-- START OF Passage provided --
It’s gotten to a point now where it doesn’t matter what you think. 2014’s soft reboot Transformers: Age of Extinction was a woeful film, torn apart by critics and made its predecessors look like Citizen Kane in comparison. And yet, it grossed over $1 billion worldwide. It maintains a spot in the top 20 highest grossing films of all time. After four films, I guess you couldn’t blame Michael Bay and Paramount for simply phoning it in for their next sequel. And they did. Oh they so did. In fact they texted it in.
The Last Knight is a masterclass in terrible writing, a feat that I thought Ehren Kruger had already accomplished with Extinction. Story wise, it’s the same old shtick. Every man and their robot is looking for a certain McGuffin – (in this case an ancient staff) – so that they can either bring about or prevent the impending apocalypse (in this case it’s the relocation of Cyberton to earth). Honestly, these plots are more like playing madlibs now. Just tweak the motives and objects in play and presto, big budget blockbuster.
-- END OF Passage provided --
Direction 1 = Rewrite the records from the line with "Target: dark interior" through the end of the records, replacing "instance" with "occurrence" and keeping everything else the same.
The text and the records come from unrelated sources.
-- START OF Extracted material --
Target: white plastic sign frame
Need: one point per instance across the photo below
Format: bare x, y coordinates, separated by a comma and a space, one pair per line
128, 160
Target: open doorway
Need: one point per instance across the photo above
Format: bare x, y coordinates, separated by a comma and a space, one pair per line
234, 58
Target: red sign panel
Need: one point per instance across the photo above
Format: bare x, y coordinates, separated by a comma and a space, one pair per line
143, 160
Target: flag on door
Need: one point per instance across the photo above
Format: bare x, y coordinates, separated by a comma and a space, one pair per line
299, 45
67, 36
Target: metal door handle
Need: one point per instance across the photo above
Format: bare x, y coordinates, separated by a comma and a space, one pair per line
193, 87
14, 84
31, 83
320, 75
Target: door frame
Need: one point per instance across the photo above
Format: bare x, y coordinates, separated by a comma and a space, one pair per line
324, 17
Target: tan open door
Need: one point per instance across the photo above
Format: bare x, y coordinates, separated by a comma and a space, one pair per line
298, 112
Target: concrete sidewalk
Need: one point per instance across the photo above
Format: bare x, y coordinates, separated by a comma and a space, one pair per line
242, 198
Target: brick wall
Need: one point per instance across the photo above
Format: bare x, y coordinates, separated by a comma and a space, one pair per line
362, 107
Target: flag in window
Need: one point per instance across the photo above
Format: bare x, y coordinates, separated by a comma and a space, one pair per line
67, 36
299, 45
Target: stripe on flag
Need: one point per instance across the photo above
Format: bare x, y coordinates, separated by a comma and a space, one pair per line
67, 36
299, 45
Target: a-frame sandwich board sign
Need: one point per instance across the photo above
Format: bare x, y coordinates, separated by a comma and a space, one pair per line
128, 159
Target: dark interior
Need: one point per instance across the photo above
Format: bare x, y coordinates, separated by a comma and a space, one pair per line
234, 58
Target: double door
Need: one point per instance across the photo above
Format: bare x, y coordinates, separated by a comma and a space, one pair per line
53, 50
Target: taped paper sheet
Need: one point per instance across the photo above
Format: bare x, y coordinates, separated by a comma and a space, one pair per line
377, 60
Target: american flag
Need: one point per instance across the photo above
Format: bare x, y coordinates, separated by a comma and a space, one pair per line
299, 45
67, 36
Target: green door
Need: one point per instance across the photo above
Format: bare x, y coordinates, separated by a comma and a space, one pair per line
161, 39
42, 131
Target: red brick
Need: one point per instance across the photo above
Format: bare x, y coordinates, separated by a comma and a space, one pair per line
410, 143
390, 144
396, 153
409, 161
-- END OF Extracted material --
Direction 2 = List every film title named in the movie review.

Exercise answer 1 =
Target: dark interior
Need: one point per occurrence across the photo above
Format: bare x, y coordinates, separated by a comma and a space, one pair per line
234, 58
Target: double door
Need: one point per occurrence across the photo above
Format: bare x, y coordinates, separated by a comma and a space, one pair per line
53, 50
Target: taped paper sheet
Need: one point per occurrence across the photo above
Format: bare x, y coordinates, separated by a comma and a space, one pair per line
377, 60
Target: american flag
Need: one point per occurrence across the photo above
Format: bare x, y coordinates, separated by a comma and a space, one pair per line
299, 45
67, 36
Target: green door
Need: one point per occurrence across the photo above
Format: bare x, y coordinates, separated by a comma and a space, one pair per line
161, 39
42, 131
Target: red brick
Need: one point per occurrence across the photo above
Format: bare x, y coordinates, separated by a comma and a space, one pair per line
410, 143
390, 144
396, 153
409, 161

Exercise answer 2 =
Transformers: Age of Extinction
Citizen Kane
The Last Knight